What you have to do = Exact copy, pictures excluded: print the lines from the one with "Can you find the residential" through the final line of the records.

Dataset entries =
--*--
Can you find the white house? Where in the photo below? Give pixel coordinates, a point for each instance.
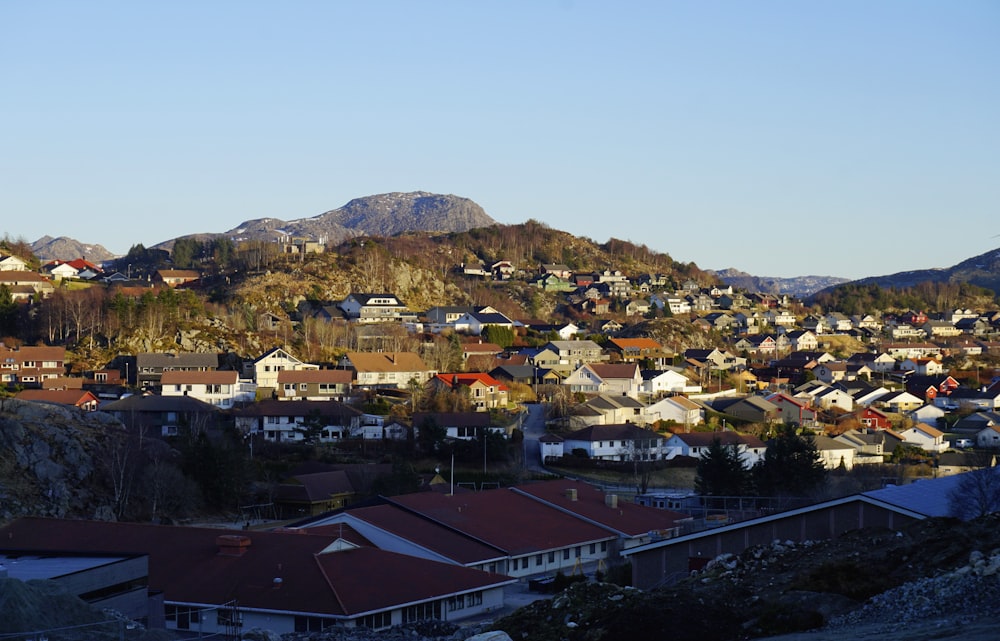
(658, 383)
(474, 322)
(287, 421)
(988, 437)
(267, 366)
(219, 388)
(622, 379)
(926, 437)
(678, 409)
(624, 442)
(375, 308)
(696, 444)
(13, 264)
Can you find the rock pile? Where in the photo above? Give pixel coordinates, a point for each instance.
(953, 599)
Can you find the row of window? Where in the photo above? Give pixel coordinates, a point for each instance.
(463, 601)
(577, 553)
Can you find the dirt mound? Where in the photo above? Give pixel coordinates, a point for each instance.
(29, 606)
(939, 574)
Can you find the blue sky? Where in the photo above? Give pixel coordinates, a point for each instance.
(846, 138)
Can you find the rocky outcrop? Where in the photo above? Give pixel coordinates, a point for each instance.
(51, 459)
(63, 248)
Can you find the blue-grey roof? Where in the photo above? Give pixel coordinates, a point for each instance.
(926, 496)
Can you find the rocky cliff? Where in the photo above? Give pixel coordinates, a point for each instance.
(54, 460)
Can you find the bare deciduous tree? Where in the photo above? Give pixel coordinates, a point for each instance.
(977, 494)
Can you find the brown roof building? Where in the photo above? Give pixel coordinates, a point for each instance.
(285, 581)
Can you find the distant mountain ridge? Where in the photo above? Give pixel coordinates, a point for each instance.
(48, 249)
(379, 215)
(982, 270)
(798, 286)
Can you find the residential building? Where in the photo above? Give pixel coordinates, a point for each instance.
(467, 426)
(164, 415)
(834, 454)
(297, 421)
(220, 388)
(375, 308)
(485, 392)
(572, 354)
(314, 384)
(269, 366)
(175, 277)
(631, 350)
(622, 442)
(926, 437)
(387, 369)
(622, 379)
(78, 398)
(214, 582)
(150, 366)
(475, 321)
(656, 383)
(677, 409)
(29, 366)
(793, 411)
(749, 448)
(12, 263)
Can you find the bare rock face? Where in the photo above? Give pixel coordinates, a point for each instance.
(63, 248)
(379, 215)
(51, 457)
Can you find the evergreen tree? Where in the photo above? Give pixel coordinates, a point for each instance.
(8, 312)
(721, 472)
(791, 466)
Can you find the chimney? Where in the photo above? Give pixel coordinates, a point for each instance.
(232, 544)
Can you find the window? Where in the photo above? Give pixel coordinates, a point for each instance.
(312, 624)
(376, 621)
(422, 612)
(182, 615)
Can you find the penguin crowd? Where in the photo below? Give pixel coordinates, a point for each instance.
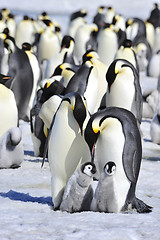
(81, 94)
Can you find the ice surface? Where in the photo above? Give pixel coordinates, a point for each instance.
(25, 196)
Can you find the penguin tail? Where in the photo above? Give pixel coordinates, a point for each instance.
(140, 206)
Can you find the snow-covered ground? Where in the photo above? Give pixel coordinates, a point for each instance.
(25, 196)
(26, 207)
--*--
Final answer =
Can you find the residential building? Where in the photo above? Give pixel coordinates, a point for each instance.
(467, 426)
(164, 415)
(834, 454)
(297, 421)
(220, 388)
(375, 308)
(485, 392)
(572, 354)
(314, 384)
(269, 366)
(175, 277)
(631, 350)
(622, 442)
(926, 437)
(387, 369)
(622, 379)
(78, 398)
(214, 582)
(150, 366)
(475, 321)
(656, 383)
(677, 409)
(29, 366)
(793, 411)
(749, 448)
(12, 263)
Can you find the bare rock face? Where in the photo above? Give pixel coordinates, a point for each instance.
(63, 248)
(379, 215)
(51, 457)
Can you find the evergreen tree? Where in the photo above? Give pixel coordinates, a point for each instance.
(8, 312)
(721, 472)
(791, 466)
Can you find the chimney? Where in the photo above? Give pixel coordinates, a point for each instance.
(232, 544)
Can you find the window? Where in the photo above? Give pixel coordinates, a point for each instance.
(312, 624)
(376, 621)
(422, 612)
(182, 615)
Can you find the penguin crowd? Where in the photo below? Give pixel coordinates, a point for each instance.
(81, 94)
Can you find the ice surface? Where in the photo above? Give pixel coordinates, a point for each instance.
(25, 196)
Can you find the penguin tail? Where in the photo above? Give pixel coordinates, a point for each instance.
(140, 206)
Can you find the snow-covered ground? Where in the photo above? Give pixel coordinates, a point for each instance.
(25, 196)
(26, 207)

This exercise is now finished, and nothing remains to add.